#### EXERCISE GOAL:
Filter the listing below, keeping only the lines with the word "cross".

Segment Open

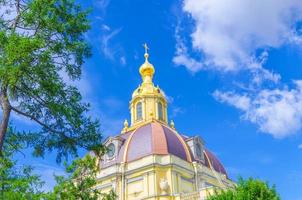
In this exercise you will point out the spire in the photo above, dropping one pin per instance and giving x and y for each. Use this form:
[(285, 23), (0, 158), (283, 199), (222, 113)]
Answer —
[(146, 55), (146, 70)]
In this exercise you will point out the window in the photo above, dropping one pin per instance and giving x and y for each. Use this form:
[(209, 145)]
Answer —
[(198, 151), (139, 114), (160, 111), (111, 150)]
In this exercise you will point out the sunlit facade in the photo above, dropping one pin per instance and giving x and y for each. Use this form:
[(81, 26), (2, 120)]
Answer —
[(150, 159)]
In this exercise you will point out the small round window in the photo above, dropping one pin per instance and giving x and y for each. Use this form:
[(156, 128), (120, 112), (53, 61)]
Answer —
[(111, 150)]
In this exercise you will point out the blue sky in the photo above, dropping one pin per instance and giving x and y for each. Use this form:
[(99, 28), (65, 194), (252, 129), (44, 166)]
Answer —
[(232, 71)]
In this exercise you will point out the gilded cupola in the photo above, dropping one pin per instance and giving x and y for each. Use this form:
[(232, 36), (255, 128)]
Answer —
[(148, 101)]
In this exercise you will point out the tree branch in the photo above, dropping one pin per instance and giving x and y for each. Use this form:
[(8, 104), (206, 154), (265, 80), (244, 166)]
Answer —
[(36, 120)]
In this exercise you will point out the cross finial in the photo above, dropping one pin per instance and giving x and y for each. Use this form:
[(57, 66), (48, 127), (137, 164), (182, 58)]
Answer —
[(146, 47)]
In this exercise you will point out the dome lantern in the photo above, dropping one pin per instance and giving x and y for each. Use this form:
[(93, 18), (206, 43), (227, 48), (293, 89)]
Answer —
[(148, 101)]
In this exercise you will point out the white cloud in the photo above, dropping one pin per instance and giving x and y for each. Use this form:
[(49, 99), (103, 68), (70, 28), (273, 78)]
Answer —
[(229, 33), (277, 112)]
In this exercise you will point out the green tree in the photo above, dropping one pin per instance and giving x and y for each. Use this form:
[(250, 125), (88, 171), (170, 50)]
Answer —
[(41, 42), (80, 183), (250, 189)]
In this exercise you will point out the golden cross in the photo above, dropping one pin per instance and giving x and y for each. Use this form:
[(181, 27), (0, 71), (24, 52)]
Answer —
[(146, 47)]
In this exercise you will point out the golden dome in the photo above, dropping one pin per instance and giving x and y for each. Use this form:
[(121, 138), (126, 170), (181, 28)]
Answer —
[(146, 69)]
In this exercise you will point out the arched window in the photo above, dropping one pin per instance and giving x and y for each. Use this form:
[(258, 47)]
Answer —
[(139, 114), (160, 111)]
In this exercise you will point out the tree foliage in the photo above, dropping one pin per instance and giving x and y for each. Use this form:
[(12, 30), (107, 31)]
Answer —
[(42, 49), (19, 182), (250, 189)]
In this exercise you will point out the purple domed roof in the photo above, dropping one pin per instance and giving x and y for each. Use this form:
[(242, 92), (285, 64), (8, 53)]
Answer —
[(156, 138)]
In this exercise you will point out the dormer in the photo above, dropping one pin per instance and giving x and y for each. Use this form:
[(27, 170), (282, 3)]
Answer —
[(113, 145), (196, 145)]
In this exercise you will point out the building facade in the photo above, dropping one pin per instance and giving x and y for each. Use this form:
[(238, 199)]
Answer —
[(151, 160)]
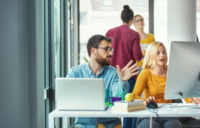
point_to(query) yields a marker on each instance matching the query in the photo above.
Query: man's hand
(195, 100)
(127, 72)
(150, 99)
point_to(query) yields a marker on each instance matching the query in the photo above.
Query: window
(160, 21)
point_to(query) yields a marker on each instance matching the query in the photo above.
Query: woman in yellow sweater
(151, 81)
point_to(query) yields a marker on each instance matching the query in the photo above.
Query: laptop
(79, 94)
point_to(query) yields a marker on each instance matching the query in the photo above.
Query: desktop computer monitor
(183, 75)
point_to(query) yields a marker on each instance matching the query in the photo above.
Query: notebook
(79, 94)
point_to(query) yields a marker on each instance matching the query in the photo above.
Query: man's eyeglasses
(139, 20)
(108, 49)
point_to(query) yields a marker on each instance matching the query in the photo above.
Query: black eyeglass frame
(108, 49)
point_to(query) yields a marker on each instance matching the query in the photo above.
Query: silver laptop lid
(79, 94)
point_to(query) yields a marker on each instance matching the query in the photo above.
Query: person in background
(145, 38)
(152, 81)
(115, 80)
(126, 43)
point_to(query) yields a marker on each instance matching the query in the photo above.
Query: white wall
(19, 62)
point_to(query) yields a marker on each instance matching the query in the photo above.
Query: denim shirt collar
(91, 72)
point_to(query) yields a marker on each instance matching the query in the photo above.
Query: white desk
(162, 112)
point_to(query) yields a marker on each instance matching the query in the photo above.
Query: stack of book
(124, 106)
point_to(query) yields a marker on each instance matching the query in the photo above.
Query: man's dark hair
(127, 14)
(95, 40)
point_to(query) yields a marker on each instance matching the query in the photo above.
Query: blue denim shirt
(113, 87)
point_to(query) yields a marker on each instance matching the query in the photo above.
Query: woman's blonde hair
(150, 55)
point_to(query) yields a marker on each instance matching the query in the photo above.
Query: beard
(102, 61)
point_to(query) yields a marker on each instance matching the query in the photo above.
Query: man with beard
(115, 80)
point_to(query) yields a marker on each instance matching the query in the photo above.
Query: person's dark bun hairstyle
(127, 14)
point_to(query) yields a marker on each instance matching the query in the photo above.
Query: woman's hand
(150, 99)
(195, 100)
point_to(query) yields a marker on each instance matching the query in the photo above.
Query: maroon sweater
(126, 44)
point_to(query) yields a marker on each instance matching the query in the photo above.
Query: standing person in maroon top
(126, 44)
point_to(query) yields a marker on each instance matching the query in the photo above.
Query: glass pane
(98, 16)
(57, 37)
(160, 21)
(198, 18)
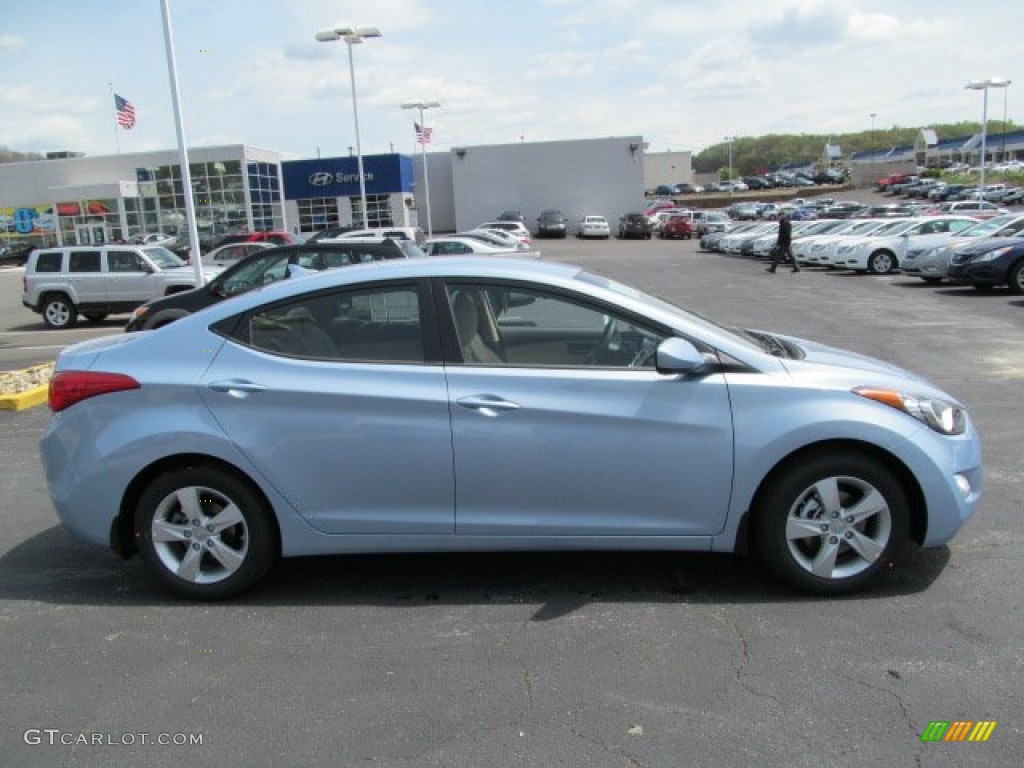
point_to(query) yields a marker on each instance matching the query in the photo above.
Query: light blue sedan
(482, 403)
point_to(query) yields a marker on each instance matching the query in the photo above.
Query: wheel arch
(906, 479)
(122, 536)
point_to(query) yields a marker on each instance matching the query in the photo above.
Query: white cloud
(12, 44)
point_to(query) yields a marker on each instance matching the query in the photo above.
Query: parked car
(634, 225)
(929, 258)
(412, 233)
(679, 225)
(269, 428)
(594, 226)
(552, 223)
(273, 237)
(711, 221)
(497, 238)
(97, 281)
(882, 252)
(990, 263)
(265, 267)
(227, 255)
(456, 245)
(516, 228)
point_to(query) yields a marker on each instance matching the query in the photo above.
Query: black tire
(809, 531)
(214, 534)
(882, 262)
(1015, 279)
(58, 312)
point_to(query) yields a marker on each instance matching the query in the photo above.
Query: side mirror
(677, 355)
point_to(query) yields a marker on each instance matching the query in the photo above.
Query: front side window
(523, 326)
(124, 261)
(84, 261)
(380, 325)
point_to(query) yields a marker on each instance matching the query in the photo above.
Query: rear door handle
(236, 387)
(487, 404)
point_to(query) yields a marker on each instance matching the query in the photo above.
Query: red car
(678, 226)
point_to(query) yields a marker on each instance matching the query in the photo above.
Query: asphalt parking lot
(626, 659)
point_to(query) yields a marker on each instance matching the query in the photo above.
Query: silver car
(473, 403)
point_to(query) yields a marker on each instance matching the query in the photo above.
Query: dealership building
(78, 200)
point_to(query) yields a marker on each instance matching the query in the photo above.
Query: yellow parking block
(23, 389)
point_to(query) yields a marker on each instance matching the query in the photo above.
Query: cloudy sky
(683, 74)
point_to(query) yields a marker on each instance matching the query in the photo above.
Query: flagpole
(117, 136)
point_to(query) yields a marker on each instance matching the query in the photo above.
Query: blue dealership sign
(339, 177)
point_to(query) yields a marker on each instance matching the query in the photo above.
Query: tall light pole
(353, 36)
(729, 139)
(423, 136)
(984, 85)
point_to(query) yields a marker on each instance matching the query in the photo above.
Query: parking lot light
(424, 138)
(984, 85)
(353, 36)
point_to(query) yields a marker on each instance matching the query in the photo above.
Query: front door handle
(236, 387)
(487, 404)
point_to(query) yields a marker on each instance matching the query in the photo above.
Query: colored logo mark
(958, 730)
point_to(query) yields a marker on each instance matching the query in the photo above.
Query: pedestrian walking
(781, 251)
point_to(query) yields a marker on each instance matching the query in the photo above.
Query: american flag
(422, 133)
(126, 112)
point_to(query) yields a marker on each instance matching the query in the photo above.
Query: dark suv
(265, 267)
(552, 224)
(634, 225)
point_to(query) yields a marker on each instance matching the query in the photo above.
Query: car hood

Segment Closed

#### EXERCISE ANSWER:
In this exercise you will point out the cross finial in the photo above, dropping one pin per instance and giving x and y for each. Use this form:
In this exercise you will point out the golden cross in the photo above, dropping one pin per instance and giving x and y for each. Use this form:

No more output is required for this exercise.